*Given exercise*.
Print the lines below word for word, starting at the line that contains "of the tile" and ending at the line that contains "[[91, 309]]", with both of those lines included.

* * *

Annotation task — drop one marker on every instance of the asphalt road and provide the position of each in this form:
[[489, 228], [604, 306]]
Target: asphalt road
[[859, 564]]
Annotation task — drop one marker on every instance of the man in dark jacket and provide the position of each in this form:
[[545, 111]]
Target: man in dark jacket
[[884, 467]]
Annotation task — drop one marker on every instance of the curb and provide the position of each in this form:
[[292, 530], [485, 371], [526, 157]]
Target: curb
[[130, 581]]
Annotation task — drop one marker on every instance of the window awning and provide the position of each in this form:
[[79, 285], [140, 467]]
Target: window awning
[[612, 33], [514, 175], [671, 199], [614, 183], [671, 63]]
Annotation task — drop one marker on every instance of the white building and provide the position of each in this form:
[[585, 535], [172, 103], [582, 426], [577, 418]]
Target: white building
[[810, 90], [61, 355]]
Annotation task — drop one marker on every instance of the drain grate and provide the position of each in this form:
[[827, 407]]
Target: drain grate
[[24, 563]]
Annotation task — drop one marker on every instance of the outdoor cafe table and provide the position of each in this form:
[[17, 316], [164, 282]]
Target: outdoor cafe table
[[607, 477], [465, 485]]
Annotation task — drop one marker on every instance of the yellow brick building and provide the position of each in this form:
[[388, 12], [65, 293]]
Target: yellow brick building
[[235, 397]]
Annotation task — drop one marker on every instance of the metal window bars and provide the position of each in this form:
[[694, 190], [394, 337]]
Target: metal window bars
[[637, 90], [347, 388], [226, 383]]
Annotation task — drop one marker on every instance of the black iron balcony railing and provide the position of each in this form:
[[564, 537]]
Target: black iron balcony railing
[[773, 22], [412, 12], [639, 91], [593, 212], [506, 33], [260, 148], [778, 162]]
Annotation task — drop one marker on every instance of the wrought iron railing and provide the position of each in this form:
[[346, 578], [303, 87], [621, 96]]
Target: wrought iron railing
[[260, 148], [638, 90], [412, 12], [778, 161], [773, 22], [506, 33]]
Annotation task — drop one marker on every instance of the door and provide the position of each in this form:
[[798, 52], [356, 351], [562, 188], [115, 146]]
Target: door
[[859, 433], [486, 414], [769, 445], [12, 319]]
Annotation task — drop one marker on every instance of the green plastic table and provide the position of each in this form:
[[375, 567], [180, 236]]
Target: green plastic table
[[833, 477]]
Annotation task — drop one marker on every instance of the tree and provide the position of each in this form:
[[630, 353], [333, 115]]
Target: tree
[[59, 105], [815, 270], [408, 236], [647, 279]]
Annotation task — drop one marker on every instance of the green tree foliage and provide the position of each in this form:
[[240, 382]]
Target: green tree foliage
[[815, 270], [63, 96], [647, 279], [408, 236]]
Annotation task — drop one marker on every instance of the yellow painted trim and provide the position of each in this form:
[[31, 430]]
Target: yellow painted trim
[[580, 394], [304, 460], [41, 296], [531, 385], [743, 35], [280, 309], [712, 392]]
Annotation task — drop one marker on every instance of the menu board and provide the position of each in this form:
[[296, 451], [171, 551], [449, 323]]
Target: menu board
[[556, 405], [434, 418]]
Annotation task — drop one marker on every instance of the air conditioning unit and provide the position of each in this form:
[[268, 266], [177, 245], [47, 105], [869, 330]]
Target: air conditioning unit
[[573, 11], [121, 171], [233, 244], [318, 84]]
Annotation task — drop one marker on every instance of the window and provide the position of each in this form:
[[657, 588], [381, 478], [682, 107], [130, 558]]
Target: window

* * *

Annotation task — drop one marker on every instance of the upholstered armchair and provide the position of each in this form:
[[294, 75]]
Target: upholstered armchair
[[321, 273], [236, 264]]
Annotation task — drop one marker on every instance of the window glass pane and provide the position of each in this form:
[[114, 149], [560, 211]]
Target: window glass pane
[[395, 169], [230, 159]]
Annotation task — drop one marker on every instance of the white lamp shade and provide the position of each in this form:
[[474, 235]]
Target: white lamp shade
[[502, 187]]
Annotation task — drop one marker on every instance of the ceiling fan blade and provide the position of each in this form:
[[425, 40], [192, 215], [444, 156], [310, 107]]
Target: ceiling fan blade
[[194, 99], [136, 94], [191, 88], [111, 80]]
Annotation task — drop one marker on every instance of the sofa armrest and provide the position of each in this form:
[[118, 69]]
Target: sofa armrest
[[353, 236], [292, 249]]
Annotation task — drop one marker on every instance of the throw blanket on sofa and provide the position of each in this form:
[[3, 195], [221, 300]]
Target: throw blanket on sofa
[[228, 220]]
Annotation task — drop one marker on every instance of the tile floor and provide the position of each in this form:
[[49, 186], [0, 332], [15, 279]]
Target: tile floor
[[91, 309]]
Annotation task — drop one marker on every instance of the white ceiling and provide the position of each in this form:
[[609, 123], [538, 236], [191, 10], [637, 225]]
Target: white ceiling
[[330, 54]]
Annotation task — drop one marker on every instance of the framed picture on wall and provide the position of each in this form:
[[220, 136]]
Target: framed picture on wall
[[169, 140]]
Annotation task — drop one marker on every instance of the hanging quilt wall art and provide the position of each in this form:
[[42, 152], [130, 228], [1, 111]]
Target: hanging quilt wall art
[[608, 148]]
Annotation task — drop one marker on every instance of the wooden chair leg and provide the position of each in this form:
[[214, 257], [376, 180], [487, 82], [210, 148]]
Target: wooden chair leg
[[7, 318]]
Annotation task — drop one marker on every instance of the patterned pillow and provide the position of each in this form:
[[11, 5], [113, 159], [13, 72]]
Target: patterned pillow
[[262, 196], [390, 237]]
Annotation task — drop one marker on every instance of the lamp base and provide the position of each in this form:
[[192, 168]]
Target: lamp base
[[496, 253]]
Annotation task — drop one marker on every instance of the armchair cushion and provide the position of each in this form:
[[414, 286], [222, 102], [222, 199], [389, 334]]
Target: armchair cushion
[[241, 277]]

* * *

*Exercise result*.
Annotation task — drop one marker on every instance of the tile floor and provide the position of each in this form:
[[49, 186], [0, 332], [15, 279]]
Target: tile floor
[[91, 309]]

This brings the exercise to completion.